### What you need to do
Turn the stretch of lines that opens with the line containing "the road sign." and closes with the line containing "xmin=131 ymin=265 xmax=296 ymax=293", both ends included, into a Markdown table with the columns Row and Text. Give each line its row number, leave out blank lines, and include no other lines.

### Entries shown
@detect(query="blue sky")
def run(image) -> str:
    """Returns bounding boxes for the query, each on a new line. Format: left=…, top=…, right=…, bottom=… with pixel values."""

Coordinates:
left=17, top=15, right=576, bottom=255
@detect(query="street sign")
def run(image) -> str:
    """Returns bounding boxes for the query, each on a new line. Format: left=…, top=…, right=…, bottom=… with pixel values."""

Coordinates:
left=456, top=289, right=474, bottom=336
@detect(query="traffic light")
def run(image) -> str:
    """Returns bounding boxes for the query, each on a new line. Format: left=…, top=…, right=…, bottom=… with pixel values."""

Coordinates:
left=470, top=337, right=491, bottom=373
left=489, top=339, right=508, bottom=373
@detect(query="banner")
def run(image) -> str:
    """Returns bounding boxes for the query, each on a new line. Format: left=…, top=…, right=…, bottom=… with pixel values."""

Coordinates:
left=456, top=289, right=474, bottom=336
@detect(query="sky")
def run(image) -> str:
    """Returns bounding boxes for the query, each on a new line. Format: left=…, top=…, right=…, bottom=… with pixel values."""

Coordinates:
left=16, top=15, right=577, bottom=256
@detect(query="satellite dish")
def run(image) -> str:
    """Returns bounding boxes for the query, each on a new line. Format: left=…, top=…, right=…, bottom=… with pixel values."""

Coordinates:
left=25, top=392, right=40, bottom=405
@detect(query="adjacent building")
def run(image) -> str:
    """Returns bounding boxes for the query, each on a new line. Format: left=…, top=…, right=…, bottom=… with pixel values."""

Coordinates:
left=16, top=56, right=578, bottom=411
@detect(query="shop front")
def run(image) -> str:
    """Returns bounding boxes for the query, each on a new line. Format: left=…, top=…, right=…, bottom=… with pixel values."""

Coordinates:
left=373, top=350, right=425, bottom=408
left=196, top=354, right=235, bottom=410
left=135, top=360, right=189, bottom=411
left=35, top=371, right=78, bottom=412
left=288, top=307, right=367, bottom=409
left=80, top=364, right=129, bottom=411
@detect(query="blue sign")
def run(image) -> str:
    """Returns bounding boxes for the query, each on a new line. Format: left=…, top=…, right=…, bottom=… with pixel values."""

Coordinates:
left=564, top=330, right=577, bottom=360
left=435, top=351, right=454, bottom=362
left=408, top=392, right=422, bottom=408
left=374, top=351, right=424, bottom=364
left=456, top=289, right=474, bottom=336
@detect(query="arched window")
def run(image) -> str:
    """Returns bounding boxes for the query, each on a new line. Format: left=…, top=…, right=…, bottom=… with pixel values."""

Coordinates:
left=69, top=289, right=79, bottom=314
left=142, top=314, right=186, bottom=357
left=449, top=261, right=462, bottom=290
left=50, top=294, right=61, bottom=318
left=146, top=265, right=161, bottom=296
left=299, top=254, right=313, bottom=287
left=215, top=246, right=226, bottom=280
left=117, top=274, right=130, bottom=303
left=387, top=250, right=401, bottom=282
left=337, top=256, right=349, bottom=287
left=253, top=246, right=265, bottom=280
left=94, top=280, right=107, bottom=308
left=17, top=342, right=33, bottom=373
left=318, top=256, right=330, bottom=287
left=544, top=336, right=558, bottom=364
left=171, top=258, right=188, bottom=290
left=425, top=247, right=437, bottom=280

...

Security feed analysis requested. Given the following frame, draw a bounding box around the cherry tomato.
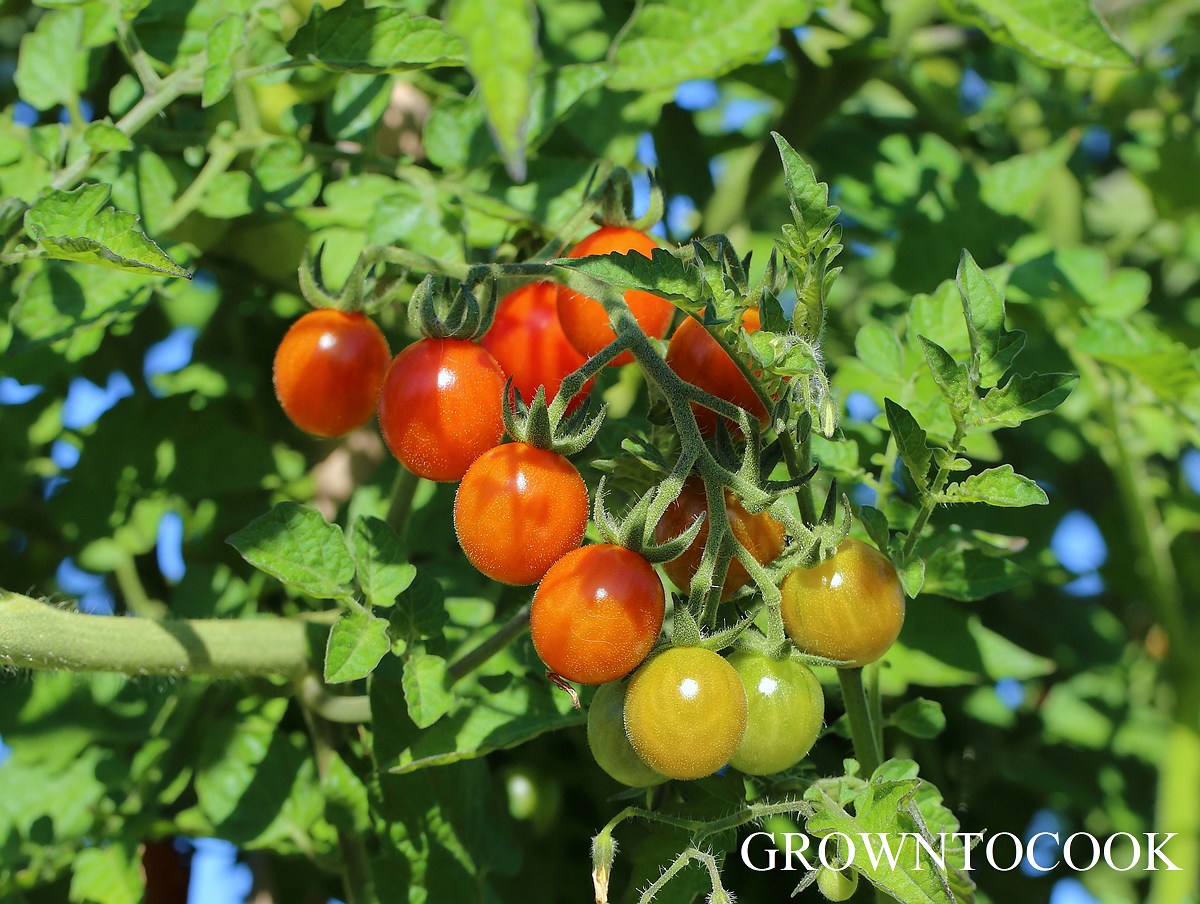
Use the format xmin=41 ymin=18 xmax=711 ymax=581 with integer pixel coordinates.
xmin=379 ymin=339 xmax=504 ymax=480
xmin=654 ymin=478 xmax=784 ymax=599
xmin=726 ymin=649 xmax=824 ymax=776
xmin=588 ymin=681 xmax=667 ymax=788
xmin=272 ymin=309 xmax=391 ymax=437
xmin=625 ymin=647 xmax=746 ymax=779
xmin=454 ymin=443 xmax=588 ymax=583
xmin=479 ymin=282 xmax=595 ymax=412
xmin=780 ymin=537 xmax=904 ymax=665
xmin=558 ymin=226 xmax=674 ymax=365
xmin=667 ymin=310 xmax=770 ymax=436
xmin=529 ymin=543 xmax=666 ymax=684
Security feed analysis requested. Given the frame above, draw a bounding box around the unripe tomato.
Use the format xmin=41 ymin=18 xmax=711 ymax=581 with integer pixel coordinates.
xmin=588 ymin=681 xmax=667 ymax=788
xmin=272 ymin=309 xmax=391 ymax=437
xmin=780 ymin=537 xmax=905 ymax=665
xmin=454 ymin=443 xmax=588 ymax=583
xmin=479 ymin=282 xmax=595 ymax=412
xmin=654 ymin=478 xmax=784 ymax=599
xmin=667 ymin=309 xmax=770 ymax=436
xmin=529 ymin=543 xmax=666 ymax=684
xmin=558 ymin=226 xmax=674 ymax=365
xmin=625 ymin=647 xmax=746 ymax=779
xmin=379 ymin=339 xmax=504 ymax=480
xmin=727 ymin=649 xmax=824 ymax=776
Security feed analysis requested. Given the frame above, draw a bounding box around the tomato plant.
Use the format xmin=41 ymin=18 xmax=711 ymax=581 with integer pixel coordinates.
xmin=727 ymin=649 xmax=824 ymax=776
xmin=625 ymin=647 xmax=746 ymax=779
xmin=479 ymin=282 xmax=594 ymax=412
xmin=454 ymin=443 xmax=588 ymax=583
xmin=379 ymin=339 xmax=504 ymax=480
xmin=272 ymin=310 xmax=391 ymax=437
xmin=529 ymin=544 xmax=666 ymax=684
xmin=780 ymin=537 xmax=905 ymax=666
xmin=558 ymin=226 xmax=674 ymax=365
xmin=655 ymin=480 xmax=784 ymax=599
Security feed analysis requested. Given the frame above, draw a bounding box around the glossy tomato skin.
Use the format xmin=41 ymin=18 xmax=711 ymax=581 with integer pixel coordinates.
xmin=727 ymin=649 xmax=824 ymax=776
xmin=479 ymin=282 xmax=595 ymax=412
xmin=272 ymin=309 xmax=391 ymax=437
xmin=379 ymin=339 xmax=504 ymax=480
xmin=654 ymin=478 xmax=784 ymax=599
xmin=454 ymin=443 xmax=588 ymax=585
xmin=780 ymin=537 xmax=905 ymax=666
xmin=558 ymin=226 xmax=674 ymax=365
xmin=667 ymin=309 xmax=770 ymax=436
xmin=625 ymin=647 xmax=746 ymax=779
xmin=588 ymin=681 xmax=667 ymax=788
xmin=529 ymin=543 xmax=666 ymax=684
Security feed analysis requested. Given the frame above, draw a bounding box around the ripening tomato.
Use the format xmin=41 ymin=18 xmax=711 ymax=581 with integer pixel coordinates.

--

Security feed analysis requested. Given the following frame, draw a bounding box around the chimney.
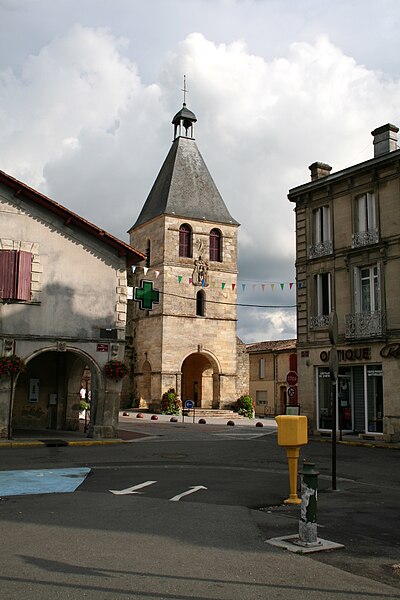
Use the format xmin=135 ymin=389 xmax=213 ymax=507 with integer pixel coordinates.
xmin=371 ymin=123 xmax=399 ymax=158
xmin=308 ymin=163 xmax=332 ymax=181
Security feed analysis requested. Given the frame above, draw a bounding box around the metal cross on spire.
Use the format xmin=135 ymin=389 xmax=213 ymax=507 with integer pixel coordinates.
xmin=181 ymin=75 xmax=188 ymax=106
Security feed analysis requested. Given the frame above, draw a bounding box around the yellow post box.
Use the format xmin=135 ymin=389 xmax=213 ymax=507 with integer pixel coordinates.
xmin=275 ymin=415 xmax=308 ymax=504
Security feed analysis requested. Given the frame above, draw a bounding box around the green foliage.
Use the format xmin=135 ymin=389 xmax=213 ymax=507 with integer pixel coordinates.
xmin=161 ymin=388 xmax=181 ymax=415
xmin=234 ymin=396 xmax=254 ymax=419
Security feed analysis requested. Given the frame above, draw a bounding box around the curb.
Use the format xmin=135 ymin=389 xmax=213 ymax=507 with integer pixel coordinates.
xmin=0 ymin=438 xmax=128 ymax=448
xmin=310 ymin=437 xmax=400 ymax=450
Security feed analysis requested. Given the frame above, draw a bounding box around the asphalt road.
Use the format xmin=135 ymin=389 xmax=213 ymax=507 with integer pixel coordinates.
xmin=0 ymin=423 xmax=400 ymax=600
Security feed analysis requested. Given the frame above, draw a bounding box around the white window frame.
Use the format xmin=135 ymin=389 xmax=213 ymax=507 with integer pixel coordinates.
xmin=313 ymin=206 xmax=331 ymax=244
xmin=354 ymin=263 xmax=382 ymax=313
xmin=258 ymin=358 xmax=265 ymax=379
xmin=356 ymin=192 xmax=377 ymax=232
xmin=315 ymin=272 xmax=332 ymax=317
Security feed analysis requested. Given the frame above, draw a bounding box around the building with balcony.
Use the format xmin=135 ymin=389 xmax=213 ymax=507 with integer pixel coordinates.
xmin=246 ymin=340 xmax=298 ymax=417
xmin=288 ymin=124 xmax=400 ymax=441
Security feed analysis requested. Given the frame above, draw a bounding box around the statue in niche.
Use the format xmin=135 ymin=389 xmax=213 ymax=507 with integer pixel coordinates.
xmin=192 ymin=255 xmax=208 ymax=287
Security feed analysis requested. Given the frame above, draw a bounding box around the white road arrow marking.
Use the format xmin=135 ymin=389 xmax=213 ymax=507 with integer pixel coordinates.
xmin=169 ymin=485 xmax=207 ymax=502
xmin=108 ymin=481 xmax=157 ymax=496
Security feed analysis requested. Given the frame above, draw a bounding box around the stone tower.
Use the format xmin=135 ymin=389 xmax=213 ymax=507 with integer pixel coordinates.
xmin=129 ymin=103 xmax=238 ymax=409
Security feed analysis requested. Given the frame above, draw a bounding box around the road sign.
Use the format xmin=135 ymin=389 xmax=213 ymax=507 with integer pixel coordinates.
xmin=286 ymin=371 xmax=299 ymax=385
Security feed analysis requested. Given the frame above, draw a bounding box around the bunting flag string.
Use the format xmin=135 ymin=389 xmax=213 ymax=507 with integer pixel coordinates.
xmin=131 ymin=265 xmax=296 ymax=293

### Answer to the problem
| Row | Text |
|---|---|
| 1 | Security feed analysis requested. Given the frame above, draw a bounding box around the road sign. |
| 2 | Use the format xmin=135 ymin=389 xmax=213 ymax=507 with integer pixel coordinates. |
| 3 | xmin=286 ymin=371 xmax=299 ymax=385 |
| 4 | Security feed analysis requested. Given the frame above, draw a bounding box around the bunting flag string. |
| 5 | Use the format xmin=135 ymin=389 xmax=213 ymax=507 with integer pixel coordinates. |
| 6 | xmin=131 ymin=265 xmax=296 ymax=293 |